> What is expected:
Your output must match the records exactly, line for line.

> The input:
[Start of Attachment]

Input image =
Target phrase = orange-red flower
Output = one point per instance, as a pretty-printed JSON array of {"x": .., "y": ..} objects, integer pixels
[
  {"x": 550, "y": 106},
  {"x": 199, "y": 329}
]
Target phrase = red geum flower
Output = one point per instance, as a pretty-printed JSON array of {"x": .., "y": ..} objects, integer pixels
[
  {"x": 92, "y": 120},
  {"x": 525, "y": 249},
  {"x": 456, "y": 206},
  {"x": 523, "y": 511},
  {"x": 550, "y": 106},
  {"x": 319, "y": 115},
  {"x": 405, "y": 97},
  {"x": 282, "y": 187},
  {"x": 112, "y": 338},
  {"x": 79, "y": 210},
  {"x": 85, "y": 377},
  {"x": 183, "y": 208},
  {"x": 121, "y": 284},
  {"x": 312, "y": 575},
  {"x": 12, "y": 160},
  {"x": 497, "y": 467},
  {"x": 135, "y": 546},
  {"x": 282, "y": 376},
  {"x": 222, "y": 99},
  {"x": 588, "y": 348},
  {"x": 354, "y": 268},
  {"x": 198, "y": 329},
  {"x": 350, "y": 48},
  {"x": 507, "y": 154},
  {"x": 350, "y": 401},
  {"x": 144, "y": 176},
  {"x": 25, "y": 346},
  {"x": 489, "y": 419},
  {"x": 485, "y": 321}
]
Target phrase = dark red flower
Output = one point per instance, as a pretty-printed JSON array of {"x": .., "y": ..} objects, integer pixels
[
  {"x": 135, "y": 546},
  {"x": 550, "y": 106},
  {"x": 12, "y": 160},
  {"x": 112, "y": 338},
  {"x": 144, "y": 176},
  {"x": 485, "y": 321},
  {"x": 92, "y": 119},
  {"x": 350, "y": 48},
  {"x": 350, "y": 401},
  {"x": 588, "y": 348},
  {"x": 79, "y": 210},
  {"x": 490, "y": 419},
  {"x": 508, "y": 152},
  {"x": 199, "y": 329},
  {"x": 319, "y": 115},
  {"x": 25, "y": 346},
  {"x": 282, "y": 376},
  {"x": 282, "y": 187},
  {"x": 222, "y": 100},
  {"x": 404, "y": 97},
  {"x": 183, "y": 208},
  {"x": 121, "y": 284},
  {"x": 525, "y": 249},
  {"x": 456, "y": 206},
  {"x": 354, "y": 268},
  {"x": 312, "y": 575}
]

[End of Attachment]

> Answer:
Input image =
Target phrase = orange-red flower
Output = one point per instance, as a pretty-printed JSON array of {"x": .., "y": ..} objects, integer pixels
[
  {"x": 550, "y": 106},
  {"x": 199, "y": 329}
]
Target phrase = red geum flower
Output = one point per instance, as a pretty-printed JSON array of {"x": .., "y": ..} objects, integer pixels
[
  {"x": 92, "y": 120},
  {"x": 525, "y": 249},
  {"x": 456, "y": 206},
  {"x": 523, "y": 511},
  {"x": 550, "y": 106},
  {"x": 319, "y": 115},
  {"x": 405, "y": 97},
  {"x": 282, "y": 187},
  {"x": 112, "y": 338},
  {"x": 79, "y": 210},
  {"x": 85, "y": 377},
  {"x": 183, "y": 208},
  {"x": 121, "y": 284},
  {"x": 312, "y": 575},
  {"x": 12, "y": 160},
  {"x": 497, "y": 467},
  {"x": 135, "y": 546},
  {"x": 282, "y": 376},
  {"x": 222, "y": 99},
  {"x": 588, "y": 348},
  {"x": 354, "y": 268},
  {"x": 198, "y": 329},
  {"x": 350, "y": 48},
  {"x": 507, "y": 154},
  {"x": 350, "y": 401},
  {"x": 144, "y": 176},
  {"x": 25, "y": 346},
  {"x": 489, "y": 419},
  {"x": 485, "y": 321}
]
Target phrase = dark red flower
Output = one point per instance, as a pretty-printed JSON array of {"x": .., "y": ..} objects, integer pixels
[
  {"x": 135, "y": 546},
  {"x": 550, "y": 106},
  {"x": 12, "y": 160},
  {"x": 112, "y": 338},
  {"x": 144, "y": 176},
  {"x": 485, "y": 321},
  {"x": 92, "y": 119},
  {"x": 350, "y": 48},
  {"x": 350, "y": 401},
  {"x": 588, "y": 348},
  {"x": 79, "y": 210},
  {"x": 490, "y": 419},
  {"x": 508, "y": 152},
  {"x": 199, "y": 329},
  {"x": 319, "y": 115},
  {"x": 25, "y": 346},
  {"x": 282, "y": 376},
  {"x": 282, "y": 187},
  {"x": 222, "y": 100},
  {"x": 404, "y": 97},
  {"x": 183, "y": 208},
  {"x": 121, "y": 284},
  {"x": 525, "y": 249},
  {"x": 456, "y": 206},
  {"x": 354, "y": 268},
  {"x": 312, "y": 575}
]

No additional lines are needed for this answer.